## What you are asked to do
What is needed is a word-for-word transcription of every record below.

Excerpts from a dataset
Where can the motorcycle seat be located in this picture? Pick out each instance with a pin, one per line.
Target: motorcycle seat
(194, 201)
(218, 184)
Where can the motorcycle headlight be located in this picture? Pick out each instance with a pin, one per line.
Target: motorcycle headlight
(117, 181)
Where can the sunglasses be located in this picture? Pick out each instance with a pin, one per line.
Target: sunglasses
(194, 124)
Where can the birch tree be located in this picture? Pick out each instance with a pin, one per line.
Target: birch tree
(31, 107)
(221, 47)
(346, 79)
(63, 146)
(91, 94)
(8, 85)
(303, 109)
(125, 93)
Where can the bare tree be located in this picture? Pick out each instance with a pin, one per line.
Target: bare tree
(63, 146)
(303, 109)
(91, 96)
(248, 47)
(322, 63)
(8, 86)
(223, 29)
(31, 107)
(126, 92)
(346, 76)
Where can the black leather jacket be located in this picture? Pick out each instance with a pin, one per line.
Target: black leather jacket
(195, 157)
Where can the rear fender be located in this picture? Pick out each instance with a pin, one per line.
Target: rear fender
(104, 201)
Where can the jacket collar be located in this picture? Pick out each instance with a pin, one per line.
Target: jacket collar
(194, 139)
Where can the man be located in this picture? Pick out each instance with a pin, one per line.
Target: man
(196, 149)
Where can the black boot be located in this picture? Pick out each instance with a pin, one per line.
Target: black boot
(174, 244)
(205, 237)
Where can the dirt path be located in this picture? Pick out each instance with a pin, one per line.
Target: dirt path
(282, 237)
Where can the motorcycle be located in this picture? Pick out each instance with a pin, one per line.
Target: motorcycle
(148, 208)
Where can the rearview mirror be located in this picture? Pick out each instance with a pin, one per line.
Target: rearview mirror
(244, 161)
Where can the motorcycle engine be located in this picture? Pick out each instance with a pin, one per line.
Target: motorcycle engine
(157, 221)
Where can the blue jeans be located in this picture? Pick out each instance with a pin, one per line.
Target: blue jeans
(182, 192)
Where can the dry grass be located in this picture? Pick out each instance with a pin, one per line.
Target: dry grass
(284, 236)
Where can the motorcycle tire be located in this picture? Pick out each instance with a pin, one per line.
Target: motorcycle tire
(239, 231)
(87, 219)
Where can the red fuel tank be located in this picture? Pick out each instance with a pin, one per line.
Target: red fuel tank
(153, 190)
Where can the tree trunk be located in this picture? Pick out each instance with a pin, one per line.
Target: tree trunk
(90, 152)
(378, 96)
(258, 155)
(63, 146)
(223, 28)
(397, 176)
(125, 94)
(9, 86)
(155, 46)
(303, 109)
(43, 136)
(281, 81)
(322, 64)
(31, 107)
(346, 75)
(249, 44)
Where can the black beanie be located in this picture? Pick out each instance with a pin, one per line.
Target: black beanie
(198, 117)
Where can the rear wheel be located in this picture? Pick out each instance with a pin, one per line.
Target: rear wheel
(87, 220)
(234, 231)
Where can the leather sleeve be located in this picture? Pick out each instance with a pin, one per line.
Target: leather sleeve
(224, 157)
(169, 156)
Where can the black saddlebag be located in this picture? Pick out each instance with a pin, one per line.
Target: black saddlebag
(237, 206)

## Task solution
Where can the motorcycle seat be located in this picture? Pick out each instance with a pin, one per line.
Target: motorcycle seat
(194, 201)
(218, 184)
Where can the motorcycle headlight be located in this picture? Pick out each instance with a pin, one per line.
Target: motorcycle headlight
(117, 181)
Where can the sunglasses be located in this picture? Pick out each instance with a pin, one per line.
Target: sunglasses
(194, 124)
Where can the birch tree be located in this picture? Pick out each instance with a pin, one per line.
Target: birch tree
(31, 107)
(221, 47)
(346, 79)
(63, 146)
(91, 94)
(8, 85)
(303, 109)
(125, 93)
Where can the bare tree be located in this picture? Pick out each instance with a pin, one per line.
Target: bare tree
(63, 146)
(303, 109)
(91, 96)
(248, 47)
(322, 63)
(8, 86)
(223, 29)
(31, 107)
(126, 92)
(346, 76)
Where can the black leather jacket be located in this picture? Pick out each instance with a pin, one per line.
Target: black leather jacket
(195, 157)
Where can the rear fender be located in this picture? Pick out each instance with a pin, one per line.
Target: rear fender
(104, 201)
Where can the jacket collar be located in this picture? Pick out each instance with a pin, one per line.
Target: jacket collar
(194, 139)
Where can the man be located in this picture? Pick out each instance with a pin, one per line.
Target: man
(196, 149)
Where can the black boot be located in this picture? Pick out each instance with a pin, one per line.
Target: black boot
(174, 244)
(205, 237)
Where can the dirt path be located in this picture? Pick out each instance with a pin, one per line.
Target: dirt path
(282, 237)
Where can the motorcycle be located in this picture? Pick out each instance with a pin, one per line.
Target: motorcycle
(148, 208)
Where can the rearview mirror be located in this picture? Pick out each instance with a pin, one per line.
Target: rearview mirror
(244, 161)
Where can the motorcycle engine be located in this picture? Pick out each instance with a pin, one per line.
Target: motorcycle engine
(157, 221)
Where can the blue jeans be located in this picture? Pick out each instance with a pin, one per line.
Target: blue jeans
(182, 192)
Where can the dry grass be located in this picture? Pick out each instance with a pin, one per line.
Target: dry grass
(284, 236)
Where can the motorcycle tire be located in this picture? Pick out each instance with a pin, one per line.
Target: motorcycle tire
(239, 231)
(87, 219)
Where can the red fuel tank be located in this picture? Pick out each instance with a pin, one per line.
Target: red fuel tank
(153, 190)
Where can the tree trunk be located in this picture? Pick out each instance with a pin, one per line.
Target: tree trunk
(90, 152)
(378, 96)
(258, 155)
(63, 146)
(223, 28)
(397, 176)
(125, 94)
(9, 86)
(155, 46)
(303, 109)
(43, 136)
(281, 81)
(322, 64)
(31, 107)
(346, 75)
(249, 44)
Where can the black beanie be located in this picture? Pick out each instance with a pin, one per line.
Target: black beanie
(198, 117)
Where can the rear wheel be located in this picture? Pick out each instance with a pin, one per line.
Target: rear wheel
(87, 220)
(234, 231)
Where can the leather sleeve be located in this picture? Pick out each instance with a pin, one per line.
Target: leather sleeve
(224, 157)
(169, 156)
Where can the black saddlebag be located in this picture? Pick out each instance with a pin, one per line.
Target: black saddlebag
(237, 206)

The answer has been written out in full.